━━ Records to use
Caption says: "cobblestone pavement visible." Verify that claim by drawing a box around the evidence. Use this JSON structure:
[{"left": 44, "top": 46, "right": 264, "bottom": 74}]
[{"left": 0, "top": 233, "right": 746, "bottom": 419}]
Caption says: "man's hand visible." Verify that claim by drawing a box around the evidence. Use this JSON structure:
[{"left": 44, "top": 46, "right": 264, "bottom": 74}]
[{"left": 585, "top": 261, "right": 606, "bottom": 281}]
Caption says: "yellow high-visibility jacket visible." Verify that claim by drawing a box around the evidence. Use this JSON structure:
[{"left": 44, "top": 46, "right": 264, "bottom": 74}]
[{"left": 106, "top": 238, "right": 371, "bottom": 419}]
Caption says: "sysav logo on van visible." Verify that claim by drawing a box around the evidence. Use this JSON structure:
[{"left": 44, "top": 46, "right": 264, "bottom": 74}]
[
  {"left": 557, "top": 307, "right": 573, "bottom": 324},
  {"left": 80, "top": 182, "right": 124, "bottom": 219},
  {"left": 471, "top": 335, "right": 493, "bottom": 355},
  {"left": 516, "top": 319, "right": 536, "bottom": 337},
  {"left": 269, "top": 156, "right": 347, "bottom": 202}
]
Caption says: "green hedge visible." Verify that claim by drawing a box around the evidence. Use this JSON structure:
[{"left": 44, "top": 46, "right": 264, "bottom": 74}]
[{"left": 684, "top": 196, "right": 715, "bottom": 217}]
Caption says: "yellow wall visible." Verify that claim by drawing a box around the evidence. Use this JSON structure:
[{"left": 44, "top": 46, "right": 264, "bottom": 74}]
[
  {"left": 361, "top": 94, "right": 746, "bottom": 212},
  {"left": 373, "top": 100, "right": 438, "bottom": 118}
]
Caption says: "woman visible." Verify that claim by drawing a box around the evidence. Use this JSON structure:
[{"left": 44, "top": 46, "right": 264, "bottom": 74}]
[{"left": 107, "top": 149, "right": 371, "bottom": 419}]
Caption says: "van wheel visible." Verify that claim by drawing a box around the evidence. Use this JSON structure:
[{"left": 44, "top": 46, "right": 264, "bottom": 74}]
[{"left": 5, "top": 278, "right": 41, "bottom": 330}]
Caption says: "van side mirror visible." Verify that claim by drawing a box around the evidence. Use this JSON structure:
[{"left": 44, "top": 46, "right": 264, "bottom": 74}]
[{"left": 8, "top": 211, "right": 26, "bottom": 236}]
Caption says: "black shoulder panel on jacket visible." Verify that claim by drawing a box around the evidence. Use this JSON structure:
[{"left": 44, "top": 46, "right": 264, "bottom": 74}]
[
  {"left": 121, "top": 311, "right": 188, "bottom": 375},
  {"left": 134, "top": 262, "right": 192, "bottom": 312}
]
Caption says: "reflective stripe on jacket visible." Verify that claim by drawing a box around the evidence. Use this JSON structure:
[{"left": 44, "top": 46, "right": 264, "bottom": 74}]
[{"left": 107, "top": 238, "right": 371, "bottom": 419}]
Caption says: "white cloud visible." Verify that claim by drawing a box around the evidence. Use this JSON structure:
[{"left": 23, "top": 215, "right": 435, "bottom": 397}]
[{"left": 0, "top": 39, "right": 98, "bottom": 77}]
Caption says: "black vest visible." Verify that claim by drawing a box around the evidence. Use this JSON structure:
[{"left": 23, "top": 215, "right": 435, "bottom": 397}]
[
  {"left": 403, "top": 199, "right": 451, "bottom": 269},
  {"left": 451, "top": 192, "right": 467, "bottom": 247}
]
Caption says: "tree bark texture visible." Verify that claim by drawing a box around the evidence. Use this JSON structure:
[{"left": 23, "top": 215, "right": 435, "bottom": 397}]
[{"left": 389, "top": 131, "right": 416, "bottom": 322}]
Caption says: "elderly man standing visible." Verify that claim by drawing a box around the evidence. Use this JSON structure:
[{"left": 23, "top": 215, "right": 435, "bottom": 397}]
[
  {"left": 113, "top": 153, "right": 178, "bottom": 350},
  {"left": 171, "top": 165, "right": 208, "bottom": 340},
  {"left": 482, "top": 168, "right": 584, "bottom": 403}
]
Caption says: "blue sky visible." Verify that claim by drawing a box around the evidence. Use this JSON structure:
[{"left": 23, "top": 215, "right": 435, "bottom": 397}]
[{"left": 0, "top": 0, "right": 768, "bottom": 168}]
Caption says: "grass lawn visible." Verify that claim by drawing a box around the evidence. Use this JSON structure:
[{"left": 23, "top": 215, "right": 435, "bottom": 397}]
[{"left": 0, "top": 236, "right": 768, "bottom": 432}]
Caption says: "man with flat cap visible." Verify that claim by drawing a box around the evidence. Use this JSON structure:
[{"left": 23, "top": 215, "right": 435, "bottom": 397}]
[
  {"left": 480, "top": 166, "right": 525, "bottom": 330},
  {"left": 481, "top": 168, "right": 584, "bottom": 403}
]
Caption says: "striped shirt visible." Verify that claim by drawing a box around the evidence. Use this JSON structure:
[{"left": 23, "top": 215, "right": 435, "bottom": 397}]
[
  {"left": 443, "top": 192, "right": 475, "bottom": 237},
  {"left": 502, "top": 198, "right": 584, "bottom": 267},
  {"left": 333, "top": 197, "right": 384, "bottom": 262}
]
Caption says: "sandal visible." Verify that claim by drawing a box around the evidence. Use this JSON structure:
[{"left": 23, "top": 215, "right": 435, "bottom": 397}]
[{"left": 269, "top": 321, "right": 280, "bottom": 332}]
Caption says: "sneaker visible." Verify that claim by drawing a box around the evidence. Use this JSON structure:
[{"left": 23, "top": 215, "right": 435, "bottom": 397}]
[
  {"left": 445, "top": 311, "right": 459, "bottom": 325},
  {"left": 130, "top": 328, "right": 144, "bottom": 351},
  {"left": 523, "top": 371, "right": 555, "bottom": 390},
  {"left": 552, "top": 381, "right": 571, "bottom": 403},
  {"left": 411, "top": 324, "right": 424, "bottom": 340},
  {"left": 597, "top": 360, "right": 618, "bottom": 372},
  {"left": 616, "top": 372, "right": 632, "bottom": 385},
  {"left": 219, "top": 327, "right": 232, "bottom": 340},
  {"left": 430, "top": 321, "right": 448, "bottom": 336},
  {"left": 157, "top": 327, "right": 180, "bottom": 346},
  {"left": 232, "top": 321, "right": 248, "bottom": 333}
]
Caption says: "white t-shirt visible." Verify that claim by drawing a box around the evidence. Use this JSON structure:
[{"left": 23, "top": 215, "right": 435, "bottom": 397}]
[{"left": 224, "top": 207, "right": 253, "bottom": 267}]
━━━━
Exercise brief:
Please pick out every line in the items above that contains the word "black" and copy each of those lines in full.

Written answer:
Caption says: "black shoulder panel on jacket visible." Verify that claim by drawing a box around the evidence. Use this JSON structure:
Caption says: "black vest visible." Verify that claim by drawing a box around the evidence. Use this JSON structure:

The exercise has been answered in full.